■ **EXCERPTED DATA**
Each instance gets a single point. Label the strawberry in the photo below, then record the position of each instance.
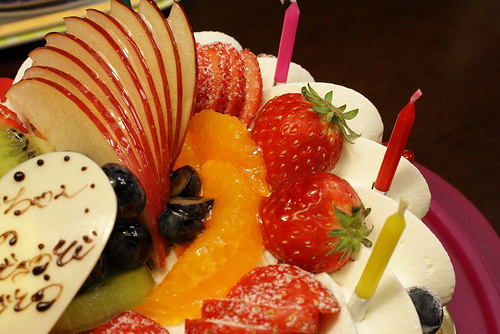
(253, 88)
(301, 133)
(236, 81)
(129, 322)
(213, 69)
(284, 285)
(202, 326)
(239, 311)
(229, 80)
(314, 221)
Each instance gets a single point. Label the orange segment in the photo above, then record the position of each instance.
(230, 246)
(212, 135)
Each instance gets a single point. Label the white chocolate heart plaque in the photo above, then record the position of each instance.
(56, 214)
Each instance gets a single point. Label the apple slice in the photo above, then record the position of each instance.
(161, 31)
(66, 127)
(91, 84)
(140, 51)
(98, 39)
(102, 75)
(184, 39)
(97, 111)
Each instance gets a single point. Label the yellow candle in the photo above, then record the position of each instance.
(382, 252)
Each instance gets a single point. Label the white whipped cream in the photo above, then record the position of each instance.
(360, 162)
(267, 64)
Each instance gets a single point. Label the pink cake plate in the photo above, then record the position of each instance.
(474, 248)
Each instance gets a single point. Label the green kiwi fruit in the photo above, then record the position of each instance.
(17, 147)
(120, 291)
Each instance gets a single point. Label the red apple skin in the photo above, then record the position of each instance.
(132, 27)
(149, 11)
(97, 38)
(155, 204)
(186, 45)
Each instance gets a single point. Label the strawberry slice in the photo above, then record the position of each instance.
(286, 318)
(253, 87)
(129, 322)
(284, 285)
(205, 77)
(202, 326)
(236, 83)
(211, 59)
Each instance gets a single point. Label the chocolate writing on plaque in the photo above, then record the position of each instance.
(13, 271)
(20, 202)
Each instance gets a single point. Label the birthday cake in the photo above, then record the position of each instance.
(173, 203)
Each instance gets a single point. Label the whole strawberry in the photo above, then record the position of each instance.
(314, 221)
(301, 133)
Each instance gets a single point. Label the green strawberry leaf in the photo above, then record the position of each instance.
(336, 115)
(353, 233)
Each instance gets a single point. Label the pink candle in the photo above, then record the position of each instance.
(396, 145)
(286, 43)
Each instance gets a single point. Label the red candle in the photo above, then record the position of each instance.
(396, 144)
(287, 41)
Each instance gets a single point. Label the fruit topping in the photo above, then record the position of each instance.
(229, 80)
(314, 221)
(5, 83)
(281, 318)
(194, 207)
(96, 276)
(129, 192)
(201, 326)
(17, 147)
(284, 285)
(9, 118)
(185, 182)
(253, 88)
(120, 291)
(179, 228)
(212, 135)
(128, 322)
(301, 133)
(129, 245)
(229, 247)
(275, 298)
(429, 308)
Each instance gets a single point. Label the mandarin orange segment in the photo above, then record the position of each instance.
(230, 246)
(212, 135)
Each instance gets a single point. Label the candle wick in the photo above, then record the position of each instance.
(416, 96)
(402, 206)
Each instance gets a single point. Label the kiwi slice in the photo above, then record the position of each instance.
(17, 147)
(120, 291)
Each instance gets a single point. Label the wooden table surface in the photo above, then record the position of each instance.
(386, 50)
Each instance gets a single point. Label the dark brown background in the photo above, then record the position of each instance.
(386, 50)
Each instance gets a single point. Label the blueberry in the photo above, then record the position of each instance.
(429, 308)
(129, 245)
(185, 182)
(178, 228)
(96, 276)
(129, 192)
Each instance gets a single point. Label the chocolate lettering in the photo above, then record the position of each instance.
(41, 299)
(19, 204)
(73, 251)
(13, 269)
(9, 234)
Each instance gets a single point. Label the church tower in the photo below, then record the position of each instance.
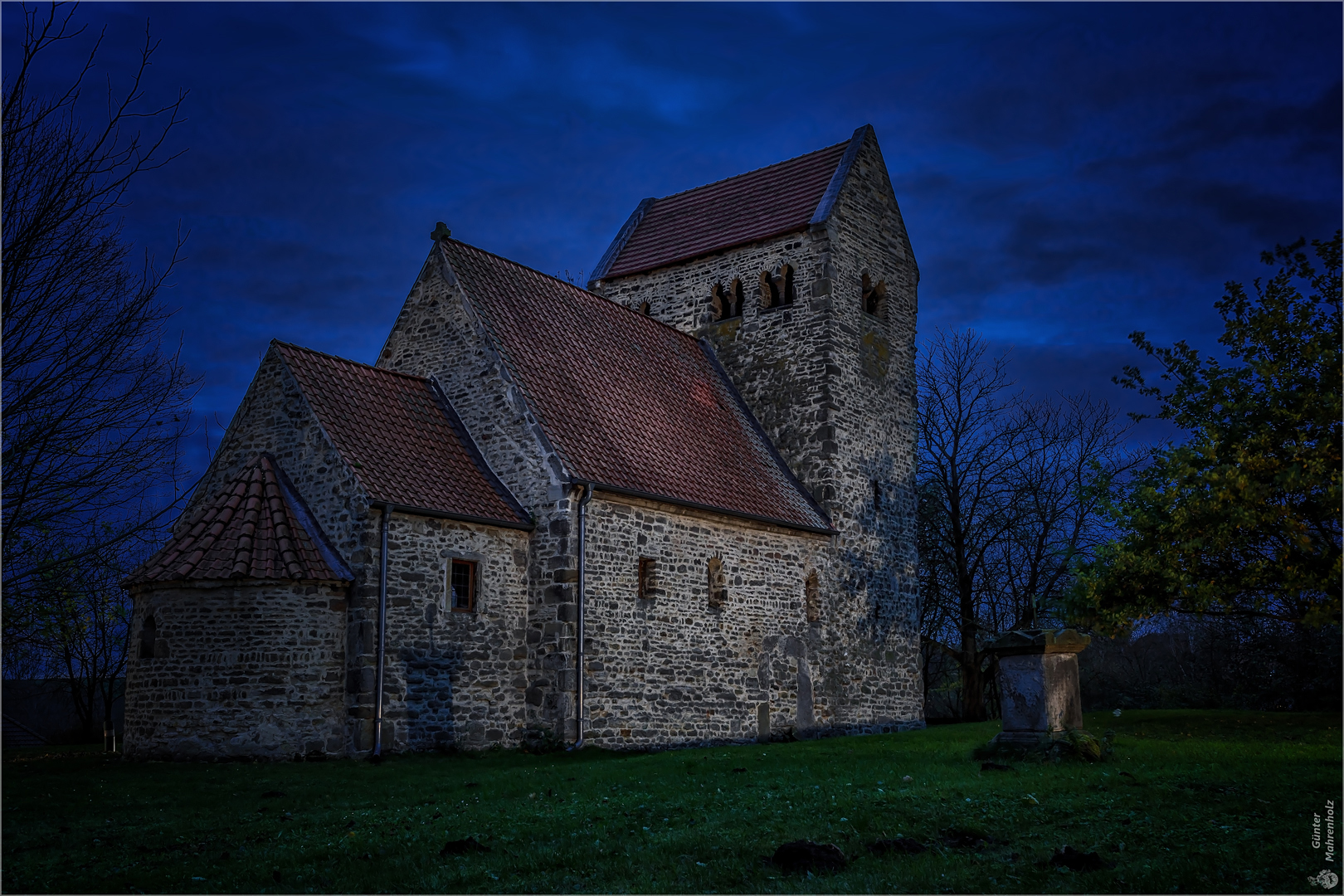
(801, 280)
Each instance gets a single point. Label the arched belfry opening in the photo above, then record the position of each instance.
(778, 289)
(874, 297)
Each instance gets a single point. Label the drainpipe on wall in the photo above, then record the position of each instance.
(578, 624)
(382, 631)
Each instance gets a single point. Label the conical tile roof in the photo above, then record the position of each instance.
(256, 528)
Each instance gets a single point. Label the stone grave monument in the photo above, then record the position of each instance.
(1038, 681)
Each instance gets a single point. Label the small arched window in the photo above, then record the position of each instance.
(778, 289)
(812, 597)
(149, 633)
(726, 303)
(874, 297)
(719, 303)
(737, 297)
(769, 292)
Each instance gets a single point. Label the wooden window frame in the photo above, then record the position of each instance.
(472, 590)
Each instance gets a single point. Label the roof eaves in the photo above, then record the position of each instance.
(305, 518)
(765, 440)
(619, 243)
(828, 199)
(446, 514)
(793, 229)
(321, 427)
(507, 366)
(741, 514)
(477, 458)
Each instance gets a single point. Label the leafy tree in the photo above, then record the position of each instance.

■ **TASK BRIEF**
Generate a word-for-word copy of the preceding records, excluding all pictures.

■ **SOLUTION TO THIS EXERCISE**
Each instance gets a single point. Label the strawberry in the photo below, then record the position of each instance.
(253, 88)
(301, 133)
(236, 81)
(129, 322)
(213, 69)
(284, 285)
(202, 326)
(239, 311)
(229, 80)
(314, 221)
Each instance gets a single point. Label the orange segment in the photo above, then record the position of each instance.
(230, 246)
(212, 135)
Each instance gets a single point. Label the white chocolate heart plaque in the photo above, then record the position of each instance.
(56, 214)
Each instance gets a single point. Label the apple slice in the photo above, then record the position of each instance.
(161, 31)
(66, 127)
(91, 84)
(140, 51)
(98, 39)
(102, 75)
(184, 39)
(97, 111)
Each instance gets a single point. Label the yellow candle in the photo above, then record the position of each instance.
(382, 252)
Each instance gets a single point. Label the white whipped cream in the photo above, then record the position of each instance.
(360, 162)
(267, 64)
Each instance gets a single point. Label the pink cake plate in the photo above, then record the position of each instance.
(474, 248)
Each instance gets a single point. Label the green kiwi fruit in the photo above, then record the position of each instance.
(17, 147)
(120, 291)
Each instance gets a single point. Label the red apple skin in the photo above, then record the position of each instance.
(132, 27)
(149, 11)
(97, 38)
(155, 204)
(186, 45)
Each instance gets a single point. Label the strawberry slice in the photo above, then record the position of each instance.
(286, 318)
(253, 87)
(129, 322)
(284, 285)
(205, 77)
(202, 326)
(236, 83)
(211, 59)
Each instance gets a single point. Label the chocolate writing on plaque in the photo above, then record the position of each instance.
(13, 271)
(20, 202)
Each instance gets a single point. Label the birthday cake in the photo above, then record the position of each instance.
(173, 203)
Each instance gets a single point. Label the whole strawberry in the photo above, then record the position of each instance.
(314, 221)
(301, 133)
Each instance gets a single point. Label the green strawberry leaf in the photo above, then record the position of each instance.
(336, 115)
(353, 233)
Each instance gets a single point. Label the pink candle in the photo above, then record the position of each instance.
(396, 145)
(286, 43)
Each instance gets a single point. Label the red candle in the photo above, then record the position of each instance.
(396, 144)
(287, 41)
Each instance gets a single point. Label the fruit topping in the photo above, then record the position of each instance.
(229, 80)
(314, 221)
(5, 83)
(281, 318)
(194, 207)
(96, 276)
(129, 192)
(201, 326)
(17, 147)
(284, 285)
(9, 118)
(185, 182)
(253, 88)
(120, 291)
(179, 228)
(212, 135)
(128, 322)
(301, 133)
(129, 245)
(229, 247)
(275, 298)
(429, 308)
Each instance gets a single point. Label the mandarin orange segment in the photo above, then record the position of each instance.
(230, 246)
(212, 135)
Each instance gets a single point. Label the candle wick in the photo above, then record the position of each instance.
(416, 96)
(402, 206)
Each instance gets a single point. Label the kiwi slice in the photo above, then record the position of each instance.
(17, 147)
(120, 291)
Each instance gets a single point. Label the wooden table surface in the photo above, then record the position of each instance.
(386, 50)
Each instance gets a single point. Label the dark brown background in the photo above, then record the position of each instance.
(386, 50)
Each instance gets a single point. Label the blueberry in the photo above, then record the position of each instance.
(429, 308)
(129, 245)
(185, 182)
(178, 228)
(96, 276)
(129, 192)
Each instance gets a single point. Label the chocolate lettering in the photo above, then record the position of each instance.
(41, 299)
(19, 204)
(73, 251)
(13, 269)
(9, 234)
Each instance gets a single point. Label the church tower in the photo below, then record the position of each instance.
(801, 280)
Each instance gets a single point. Label the arched belfry opening in the photo above, then record the position of each instance.
(778, 289)
(874, 297)
Each instance gets a single point. Label the drainpipe on wall in the photo above, then record the position of each instance.
(578, 624)
(382, 631)
Each instance gets a single point. Label the conical tile roof in the photo above, then record the position of each instance.
(256, 528)
Each instance gets a single point. Label the stone grave monument in the photo above, then record the position of each instance.
(1038, 681)
Each instance gets a single point. Label the small arched window in the photo above, then record the position of each instance.
(778, 289)
(812, 597)
(149, 633)
(726, 303)
(874, 297)
(719, 303)
(737, 297)
(769, 292)
Each instance gets a single point. Label the wooden window frame in the photo above, then record the position of each instance.
(472, 590)
Each instance gets a single point. Label the roof eaves in the photo above, then record the position of each instance.
(305, 518)
(765, 440)
(619, 243)
(828, 199)
(446, 514)
(793, 229)
(321, 427)
(507, 366)
(741, 514)
(477, 458)
Each instance gets a single point. Label the leafy tree in the photo above, then record the position of each instance.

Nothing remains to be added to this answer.